--- OBJECTIVE 1 ---
Pick out every line of the rows below that contains the word "brown", and copy each one.

--- QUOTED PASSAGE ---
------

I don't understand this. The initializer function is only called if the value is not found in the cache, right? So why would it ever be called multiple times for the same value?
Riccardo Terrell (31) [Avatar] Offline
#2
Thanks for the question.
In the example that you are pointing out, the Memoization function is implemented using a ConcurrentDictionary as form of defense against possible race-condition.

public static Func<a, b> Memoize<a, b>(this Func<a, b> func)
{
    var cache = new ConcurrentDictionary<a, b>();
    return a => cache.GetOrAdd(a, func);
};


However, according with the Microsoft documentation, the method GetOrAdd does not prevent the function `func` from being called more than once for the same given argument, but it does guarantee that the result of only one “evaluation of the function” is actually added to the collection. For example, there could be multiple threads checking the cache concurrently before the cached value is actually added.
Moreover, there is no way to enforce the function `func(a)` to be thread-safe, in fact, without this guarantee, it is possible that in a multithreaded environment, multiple threads could access the same function simultaneously. Ergo, the ` func(a) ` should also be thread-safe itself. The solution proposed, avoiding primitive locks, is to use the Lazy<T> construct in .NET 4.0. This solution gives you both the guarantee of full thread safety, regardless the implementation of the function `func`, and ensures a single evaluation of the function.

------

Dataset records on object locations:
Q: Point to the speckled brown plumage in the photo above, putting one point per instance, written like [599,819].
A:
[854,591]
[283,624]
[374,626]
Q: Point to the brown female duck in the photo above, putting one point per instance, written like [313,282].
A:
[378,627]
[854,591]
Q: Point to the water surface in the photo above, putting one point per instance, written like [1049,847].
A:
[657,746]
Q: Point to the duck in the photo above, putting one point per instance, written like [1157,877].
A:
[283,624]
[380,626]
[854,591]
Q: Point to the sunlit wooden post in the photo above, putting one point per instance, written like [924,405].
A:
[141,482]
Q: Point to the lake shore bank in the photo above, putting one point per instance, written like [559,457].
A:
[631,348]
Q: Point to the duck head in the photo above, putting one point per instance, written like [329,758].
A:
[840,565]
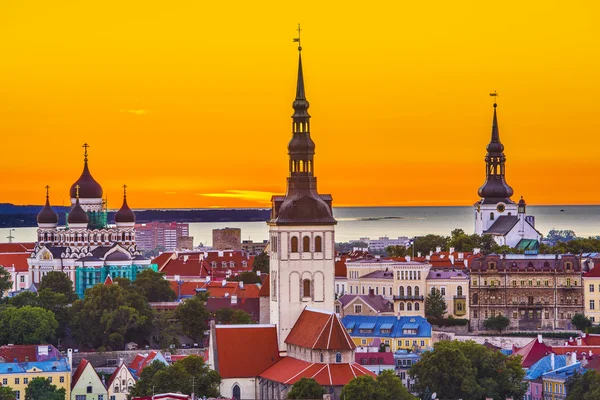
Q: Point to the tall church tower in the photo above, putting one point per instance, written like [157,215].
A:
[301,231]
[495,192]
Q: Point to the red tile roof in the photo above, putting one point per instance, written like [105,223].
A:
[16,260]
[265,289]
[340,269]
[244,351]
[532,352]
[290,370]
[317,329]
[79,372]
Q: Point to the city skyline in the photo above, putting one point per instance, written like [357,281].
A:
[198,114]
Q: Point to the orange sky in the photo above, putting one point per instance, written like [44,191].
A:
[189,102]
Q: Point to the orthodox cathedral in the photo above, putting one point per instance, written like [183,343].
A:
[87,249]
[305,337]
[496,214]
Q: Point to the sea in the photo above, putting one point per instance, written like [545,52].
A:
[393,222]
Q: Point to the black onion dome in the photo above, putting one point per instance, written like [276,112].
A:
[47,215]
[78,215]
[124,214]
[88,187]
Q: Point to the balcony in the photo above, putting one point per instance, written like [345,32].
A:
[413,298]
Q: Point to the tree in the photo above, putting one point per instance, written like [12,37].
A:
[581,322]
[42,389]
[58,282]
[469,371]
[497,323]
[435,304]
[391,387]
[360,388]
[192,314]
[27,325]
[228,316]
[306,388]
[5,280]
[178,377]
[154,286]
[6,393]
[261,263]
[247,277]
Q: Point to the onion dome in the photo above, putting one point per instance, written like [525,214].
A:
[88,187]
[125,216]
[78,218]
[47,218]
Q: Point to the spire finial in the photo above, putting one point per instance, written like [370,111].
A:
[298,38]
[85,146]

------

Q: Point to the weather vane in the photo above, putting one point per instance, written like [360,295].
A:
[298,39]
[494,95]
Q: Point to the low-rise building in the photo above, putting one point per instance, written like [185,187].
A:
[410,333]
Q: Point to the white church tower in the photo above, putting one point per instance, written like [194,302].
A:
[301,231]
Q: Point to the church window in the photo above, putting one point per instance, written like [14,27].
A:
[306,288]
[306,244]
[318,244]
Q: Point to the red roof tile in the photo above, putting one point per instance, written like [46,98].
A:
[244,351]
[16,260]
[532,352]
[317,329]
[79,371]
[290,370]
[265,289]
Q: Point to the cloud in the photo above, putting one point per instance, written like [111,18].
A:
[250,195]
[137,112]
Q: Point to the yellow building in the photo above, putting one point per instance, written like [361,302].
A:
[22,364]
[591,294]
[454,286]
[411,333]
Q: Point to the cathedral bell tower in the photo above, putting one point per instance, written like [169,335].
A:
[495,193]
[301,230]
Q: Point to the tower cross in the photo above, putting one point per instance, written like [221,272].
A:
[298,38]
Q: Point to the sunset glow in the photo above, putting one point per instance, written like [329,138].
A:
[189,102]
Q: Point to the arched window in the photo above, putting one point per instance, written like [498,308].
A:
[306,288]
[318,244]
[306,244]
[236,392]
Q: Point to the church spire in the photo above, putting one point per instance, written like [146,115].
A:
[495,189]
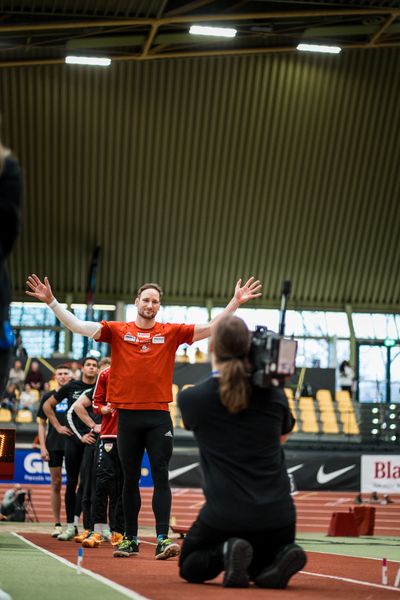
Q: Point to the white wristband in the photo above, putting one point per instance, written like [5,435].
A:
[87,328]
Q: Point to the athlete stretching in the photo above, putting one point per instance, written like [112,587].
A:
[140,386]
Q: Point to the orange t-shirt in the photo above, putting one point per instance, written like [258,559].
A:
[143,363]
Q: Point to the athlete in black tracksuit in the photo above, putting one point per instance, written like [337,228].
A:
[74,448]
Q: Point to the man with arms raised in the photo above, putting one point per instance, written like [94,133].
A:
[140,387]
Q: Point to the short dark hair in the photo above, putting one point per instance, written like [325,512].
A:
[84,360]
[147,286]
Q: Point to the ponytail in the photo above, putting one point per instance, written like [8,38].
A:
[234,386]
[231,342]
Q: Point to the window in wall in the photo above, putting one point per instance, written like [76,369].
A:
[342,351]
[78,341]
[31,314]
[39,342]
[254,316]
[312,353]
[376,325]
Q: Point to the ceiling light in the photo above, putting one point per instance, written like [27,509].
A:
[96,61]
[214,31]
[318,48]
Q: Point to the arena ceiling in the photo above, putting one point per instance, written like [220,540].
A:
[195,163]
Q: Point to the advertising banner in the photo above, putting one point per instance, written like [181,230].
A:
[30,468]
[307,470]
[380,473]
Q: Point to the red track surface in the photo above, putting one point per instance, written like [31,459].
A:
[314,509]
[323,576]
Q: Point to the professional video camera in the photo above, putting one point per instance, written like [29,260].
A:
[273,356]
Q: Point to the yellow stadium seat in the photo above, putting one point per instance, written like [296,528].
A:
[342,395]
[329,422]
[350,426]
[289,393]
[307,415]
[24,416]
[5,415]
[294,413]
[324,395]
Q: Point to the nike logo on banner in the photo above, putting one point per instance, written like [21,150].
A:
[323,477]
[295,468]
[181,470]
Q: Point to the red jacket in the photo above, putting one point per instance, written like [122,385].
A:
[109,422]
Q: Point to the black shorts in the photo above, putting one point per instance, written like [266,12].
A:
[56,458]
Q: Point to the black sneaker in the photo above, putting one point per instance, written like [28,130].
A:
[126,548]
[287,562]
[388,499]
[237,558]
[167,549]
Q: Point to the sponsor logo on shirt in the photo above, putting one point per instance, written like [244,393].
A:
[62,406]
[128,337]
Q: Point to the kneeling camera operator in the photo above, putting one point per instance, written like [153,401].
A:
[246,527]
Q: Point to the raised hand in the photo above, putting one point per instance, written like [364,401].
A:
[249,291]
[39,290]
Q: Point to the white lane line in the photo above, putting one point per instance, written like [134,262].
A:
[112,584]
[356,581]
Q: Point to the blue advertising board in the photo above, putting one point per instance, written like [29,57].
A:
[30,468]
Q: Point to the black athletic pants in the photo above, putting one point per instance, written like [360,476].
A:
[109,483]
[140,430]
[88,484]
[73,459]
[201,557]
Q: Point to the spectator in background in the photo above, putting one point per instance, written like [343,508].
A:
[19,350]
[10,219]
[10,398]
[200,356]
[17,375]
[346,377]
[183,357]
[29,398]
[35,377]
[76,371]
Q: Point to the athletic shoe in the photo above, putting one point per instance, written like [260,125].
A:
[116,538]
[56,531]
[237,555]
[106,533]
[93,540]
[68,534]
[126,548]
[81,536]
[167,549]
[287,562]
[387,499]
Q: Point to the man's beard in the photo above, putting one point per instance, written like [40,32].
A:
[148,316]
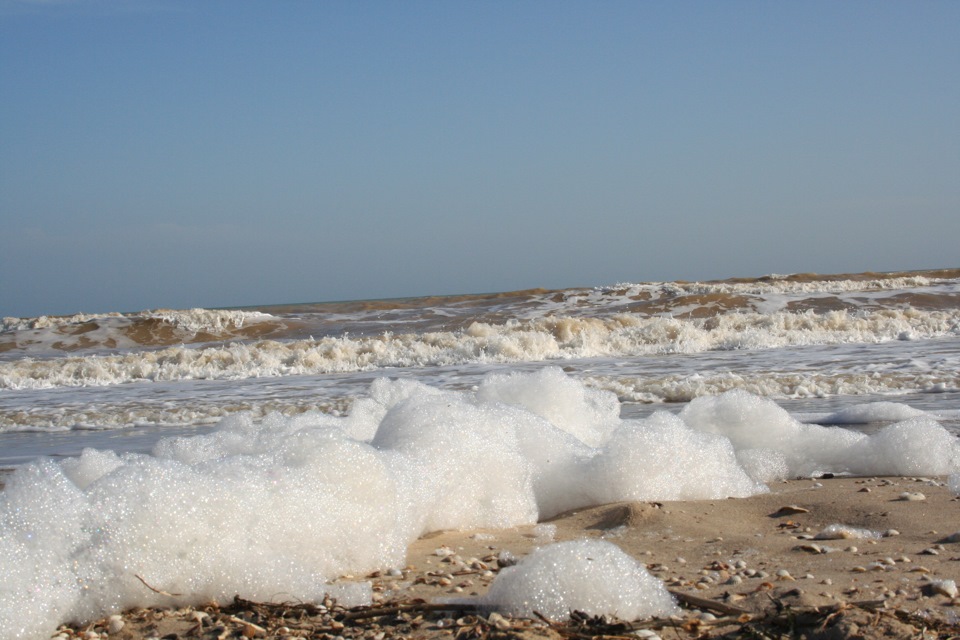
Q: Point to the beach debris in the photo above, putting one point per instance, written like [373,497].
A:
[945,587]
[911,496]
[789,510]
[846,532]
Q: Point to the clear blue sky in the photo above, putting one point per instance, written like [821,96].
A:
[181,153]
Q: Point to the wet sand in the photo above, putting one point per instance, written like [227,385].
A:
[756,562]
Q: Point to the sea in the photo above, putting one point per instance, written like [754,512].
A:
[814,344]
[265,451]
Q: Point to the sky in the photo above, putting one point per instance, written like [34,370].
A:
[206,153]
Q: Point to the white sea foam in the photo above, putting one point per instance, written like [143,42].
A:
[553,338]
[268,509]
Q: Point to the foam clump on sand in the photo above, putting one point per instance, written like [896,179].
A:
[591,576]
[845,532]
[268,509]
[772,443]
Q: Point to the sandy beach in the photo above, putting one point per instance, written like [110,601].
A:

------

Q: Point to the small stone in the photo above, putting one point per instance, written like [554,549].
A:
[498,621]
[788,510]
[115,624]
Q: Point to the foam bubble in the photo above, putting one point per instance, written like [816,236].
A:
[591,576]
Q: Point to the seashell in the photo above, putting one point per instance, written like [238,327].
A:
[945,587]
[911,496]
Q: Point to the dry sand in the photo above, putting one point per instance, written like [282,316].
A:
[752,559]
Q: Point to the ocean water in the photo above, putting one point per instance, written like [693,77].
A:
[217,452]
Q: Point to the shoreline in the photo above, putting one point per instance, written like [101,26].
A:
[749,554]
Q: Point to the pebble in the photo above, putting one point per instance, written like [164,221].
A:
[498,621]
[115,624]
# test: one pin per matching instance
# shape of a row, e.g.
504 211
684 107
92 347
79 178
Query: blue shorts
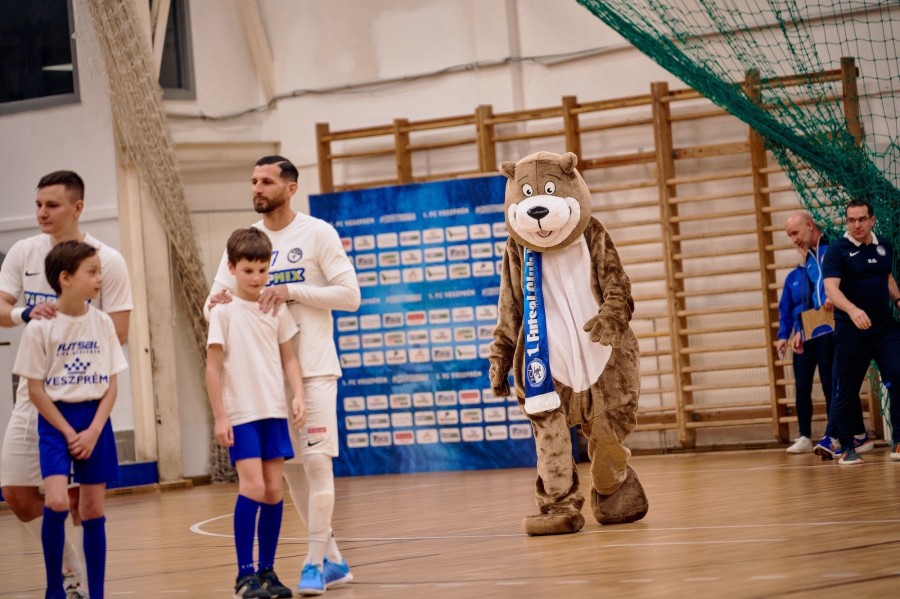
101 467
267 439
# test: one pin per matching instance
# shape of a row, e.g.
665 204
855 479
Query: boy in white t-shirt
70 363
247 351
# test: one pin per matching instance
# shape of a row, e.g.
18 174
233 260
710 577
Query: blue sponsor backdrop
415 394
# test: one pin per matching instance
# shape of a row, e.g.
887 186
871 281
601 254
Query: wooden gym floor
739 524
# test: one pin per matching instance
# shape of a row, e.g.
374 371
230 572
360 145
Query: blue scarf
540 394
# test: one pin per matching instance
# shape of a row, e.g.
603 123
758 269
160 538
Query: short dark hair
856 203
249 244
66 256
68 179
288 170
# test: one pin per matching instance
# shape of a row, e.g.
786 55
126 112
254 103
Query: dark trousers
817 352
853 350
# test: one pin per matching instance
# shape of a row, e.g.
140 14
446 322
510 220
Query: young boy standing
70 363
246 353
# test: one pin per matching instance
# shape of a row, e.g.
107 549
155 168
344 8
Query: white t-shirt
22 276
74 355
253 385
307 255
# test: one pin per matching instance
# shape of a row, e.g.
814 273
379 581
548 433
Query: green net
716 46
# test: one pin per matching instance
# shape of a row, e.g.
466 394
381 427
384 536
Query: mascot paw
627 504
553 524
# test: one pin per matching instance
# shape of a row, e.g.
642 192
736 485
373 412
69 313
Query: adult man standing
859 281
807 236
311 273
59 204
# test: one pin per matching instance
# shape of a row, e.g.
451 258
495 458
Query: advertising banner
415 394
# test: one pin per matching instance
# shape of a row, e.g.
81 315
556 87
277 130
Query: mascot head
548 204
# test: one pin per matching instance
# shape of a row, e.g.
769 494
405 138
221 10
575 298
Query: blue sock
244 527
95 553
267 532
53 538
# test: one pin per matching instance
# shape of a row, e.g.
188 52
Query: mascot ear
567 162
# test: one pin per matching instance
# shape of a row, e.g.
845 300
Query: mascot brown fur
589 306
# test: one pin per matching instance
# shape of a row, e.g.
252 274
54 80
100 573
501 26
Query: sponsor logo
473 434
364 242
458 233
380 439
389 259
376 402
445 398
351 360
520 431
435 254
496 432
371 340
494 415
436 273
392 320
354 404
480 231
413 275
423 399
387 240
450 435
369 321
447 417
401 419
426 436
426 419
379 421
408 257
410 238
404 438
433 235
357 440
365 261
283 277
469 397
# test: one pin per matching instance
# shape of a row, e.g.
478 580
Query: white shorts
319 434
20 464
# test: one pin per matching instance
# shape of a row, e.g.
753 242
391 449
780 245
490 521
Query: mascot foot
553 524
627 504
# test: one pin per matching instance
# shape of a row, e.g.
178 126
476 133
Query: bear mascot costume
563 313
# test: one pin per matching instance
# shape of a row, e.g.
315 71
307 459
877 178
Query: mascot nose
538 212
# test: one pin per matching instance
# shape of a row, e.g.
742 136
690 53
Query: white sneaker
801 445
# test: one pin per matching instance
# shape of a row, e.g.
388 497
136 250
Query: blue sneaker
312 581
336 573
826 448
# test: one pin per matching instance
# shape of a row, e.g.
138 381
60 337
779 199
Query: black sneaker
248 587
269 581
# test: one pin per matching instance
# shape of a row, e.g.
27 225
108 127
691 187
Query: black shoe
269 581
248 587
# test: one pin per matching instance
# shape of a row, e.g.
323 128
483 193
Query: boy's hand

------

--- OBJECTIVE 2 ---
Resume the thread-safe memoization forum thread above, starting right after its last sentence.

--- TASK RESULT 1 ---
Q: Point to the speckled brown plumage in the photo above, putting one point per instance, written like [599,819].
Q: Point to the brown female duck in the photo above, putting one point per instance, written like [313,282].
Query: mascot brown fur

--- TASK RESULT 2 ---
public static Func<a, b> Memoize<a, b>(this Func<a, b> func)
{
    var cache = new ConcurrentDictionary<a, b>();
    return a => cache.GetOrAdd(a, new Lazy<a>(() => func(a), LazyExecutionMode.EnsureSingleThreadSafeExecution)).Value;
};


please let me know if this is clear, I will put a note to add further explanation in the section.
Mark Elston (133) [Avatar] Offline
#3
Thanks. I think that explains it pretty well.
Riccardo Terrell (31) [Avatar] Offline
#4
Cool!! I will reformulate and update the chapter to make it more clear.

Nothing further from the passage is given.